Reading text:

The year after completing her "Worker's Union", Flora Tristan followed the example of the workers she wanted to help by starting her own "French tour," a speaking tour promoting broader solidarity. "Worker's Union" was her suggested plan of action for organizing guilds and other workers groups across the country. In the spring of 1844 she officially started her Tour de France, leaving Paris on the 12th of April. She took her mission very seriously, fighting ill health, giving public addresses in each town, pleading with the proletariat to build worker's palaces.
Her diary of this tour recorded details of working class life that no other writer noticed, making it a valuable document for historians today. On her first stop, Auterre, she wrote in her diary that "I felt in me something like a divine grace enveloping, magnetizing, and transporting me into another life." (Le Tour, P. 38, cited in Workers' Union, Translator's Introduction, xv) After six months of travel her illness worsened and she had to stop. Bedridden, she died in a hotel room soon afterwards.
Flora Tristan held that workers can advance their own lot through effort and study. Nobody else was going to do that for them. As a fervent Christian, she believed that faith, knowledge and love are the true liberators; in Christ's words, "the truth shall set you free." She did not believe that conflict between classes was needed, much less inevitable. The mere fact that they were in the majority was sufficient for ultimate victory. As they educate themselves and exercise their rights, the representatives of her proposed Worker's Union could enter government. Soon, they would gain the same amount of influence in government as had the bourgeoisie. The democratic process would then kick in, workers would dominate elections and their interests would prevail on their own.
Nonetheless, she was not naive. With great prescience Flora Tristan anticipated the chief objection that would be raised against unity among workers,
"This demand, no matter how just and legal, will be considered an attack on property per se (land, houses and capital). And labor organization will be considered an attack on private enterprise. And, since those who lead the governmental machine are land and capital owners, it is obvious they will never agree to grant such rights to the working class." (Tristan, Flora, The Worker's Union, Translated by Beverly Livingston, University of Illinois Press, Urbana, 1983, p. 55)
After Flora Tristan's death in 1844, extremism and radicalism took over. Revolt, violence and reaction made an ever more volatile mix. As conditions for workers worsened a series of revolutions broke out across Europe, lasting until about 1847. All failed. Nonetheless, the radical model of socialism took over. After a decade of Louis Napoleon's dictatorial regime, a spontaneous bloody uprising in Paris known as the Paris Commune broke out as soon as his restraints toppled. Idealistic socialism gave way to communists fomenting open rebellion. In 1848 Karl Marx and Friedrich Engels wrote their famous Communist Manifesto. Inspired by Flora Tristan's example of martyrdom on behalf of workers, they agreed with her that the poverty-stricken, exploited workers of the world had to take their fate into their own hands.

Exercise details: Reproduce, word for word, the part of the Flora Tristan text that starts at the words "The year after" and ends after "build worker's palaces.".

Data records:

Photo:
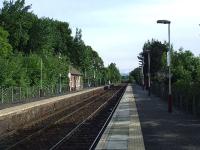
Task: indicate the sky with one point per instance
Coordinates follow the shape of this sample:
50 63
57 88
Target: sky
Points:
118 29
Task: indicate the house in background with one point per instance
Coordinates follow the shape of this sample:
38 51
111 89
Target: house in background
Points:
75 79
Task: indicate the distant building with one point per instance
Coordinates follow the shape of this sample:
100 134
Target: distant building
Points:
75 79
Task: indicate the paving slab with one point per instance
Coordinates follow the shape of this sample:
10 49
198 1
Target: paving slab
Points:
162 130
124 131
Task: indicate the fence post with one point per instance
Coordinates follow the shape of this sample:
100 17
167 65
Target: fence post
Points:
20 92
12 94
27 93
193 105
2 101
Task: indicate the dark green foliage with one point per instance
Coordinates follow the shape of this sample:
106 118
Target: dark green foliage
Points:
135 75
113 73
27 41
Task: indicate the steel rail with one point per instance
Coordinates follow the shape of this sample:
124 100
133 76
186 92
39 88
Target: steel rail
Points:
66 137
42 129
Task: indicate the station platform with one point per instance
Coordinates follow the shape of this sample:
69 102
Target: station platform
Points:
24 115
124 130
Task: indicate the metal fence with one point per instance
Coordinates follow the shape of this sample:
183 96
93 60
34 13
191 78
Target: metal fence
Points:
23 94
187 99
13 95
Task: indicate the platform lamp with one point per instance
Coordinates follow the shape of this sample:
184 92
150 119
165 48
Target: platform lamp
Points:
149 72
168 64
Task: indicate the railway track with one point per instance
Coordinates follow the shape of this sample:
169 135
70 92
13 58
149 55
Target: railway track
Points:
63 132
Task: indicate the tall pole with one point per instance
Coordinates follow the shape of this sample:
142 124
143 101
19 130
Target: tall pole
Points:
149 75
41 77
170 90
142 72
168 64
60 90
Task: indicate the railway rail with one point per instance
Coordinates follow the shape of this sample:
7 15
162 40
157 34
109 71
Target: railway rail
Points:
77 127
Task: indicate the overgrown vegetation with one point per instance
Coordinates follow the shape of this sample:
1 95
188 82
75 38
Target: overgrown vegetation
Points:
27 42
185 69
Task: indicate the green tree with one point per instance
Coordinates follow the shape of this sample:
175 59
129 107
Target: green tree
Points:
5 47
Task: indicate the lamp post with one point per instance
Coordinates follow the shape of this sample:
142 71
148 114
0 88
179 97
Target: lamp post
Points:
168 64
41 66
142 72
149 74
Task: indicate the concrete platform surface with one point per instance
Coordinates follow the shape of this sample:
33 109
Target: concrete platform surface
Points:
124 131
16 117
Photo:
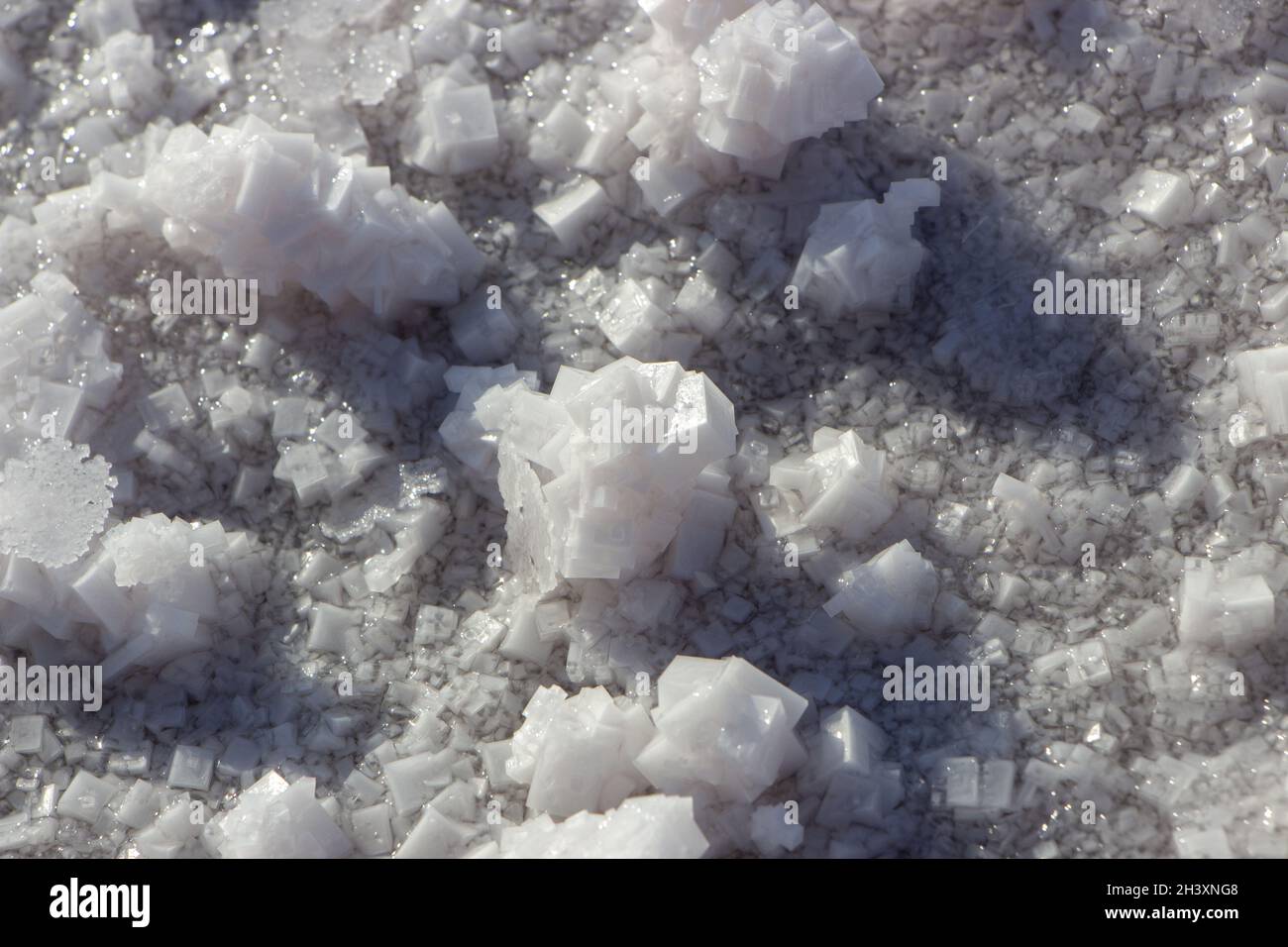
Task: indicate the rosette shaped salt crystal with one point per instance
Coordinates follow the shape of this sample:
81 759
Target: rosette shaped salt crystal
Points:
275 208
776 75
722 725
861 256
596 475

Task response:
The year after completing her "Worker's Union", Flora Tristan followed the example of the workers she wanted to help by starting her own "French tour," a speaking tour promoting broader solidarity. "Worker's Union" was her suggested plan of action for organizing guilds and other workers groups across the country. In the spring of 1844 she officially started her Tour de France, leaving Paris on the 12th of April. She took her mission very seriously, fighting ill health, giving public addresses in each town, pleading with the proletariat to build worker's palaces.